[Problem requirements]
Gather each line of the records where "trunk" appears.

[Referring expression pointing data]
★ ★ ★ ★ ★

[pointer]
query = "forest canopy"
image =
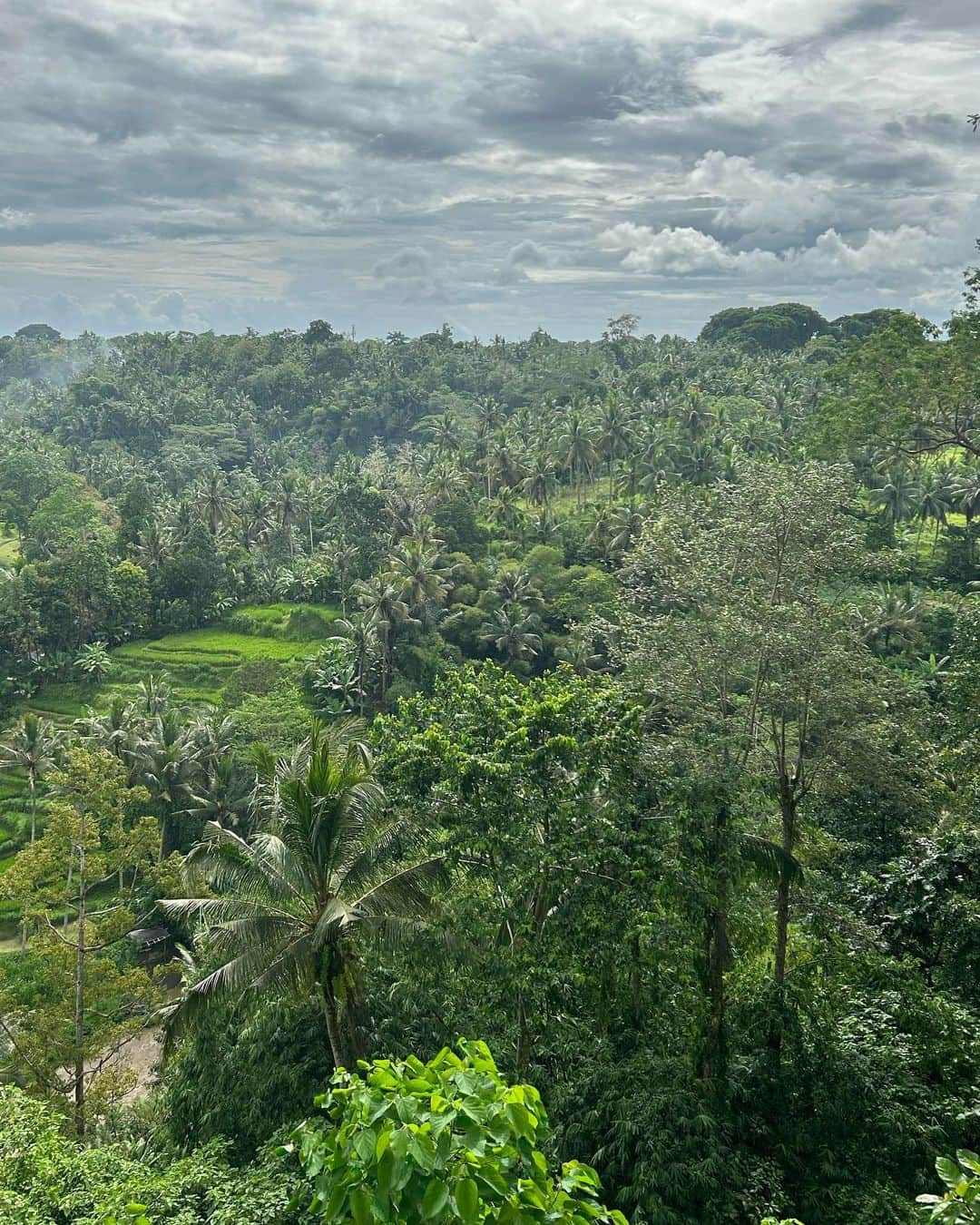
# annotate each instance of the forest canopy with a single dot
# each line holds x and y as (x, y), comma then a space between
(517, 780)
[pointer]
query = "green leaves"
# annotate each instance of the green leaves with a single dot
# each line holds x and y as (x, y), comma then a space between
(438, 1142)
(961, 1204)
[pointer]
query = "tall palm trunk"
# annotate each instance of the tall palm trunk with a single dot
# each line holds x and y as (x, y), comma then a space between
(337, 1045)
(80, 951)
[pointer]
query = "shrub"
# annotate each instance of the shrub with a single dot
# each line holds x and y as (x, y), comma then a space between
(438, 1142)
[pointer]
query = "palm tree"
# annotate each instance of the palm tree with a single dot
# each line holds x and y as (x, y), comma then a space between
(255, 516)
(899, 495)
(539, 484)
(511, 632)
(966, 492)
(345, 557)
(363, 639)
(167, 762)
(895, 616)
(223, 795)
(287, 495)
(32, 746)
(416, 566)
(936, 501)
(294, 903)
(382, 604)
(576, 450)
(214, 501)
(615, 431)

★ ★ ★ ★ ★

[Answer section]
query = "tall palm trunk"
# annotate each instance of the tall palm trunk with a single dot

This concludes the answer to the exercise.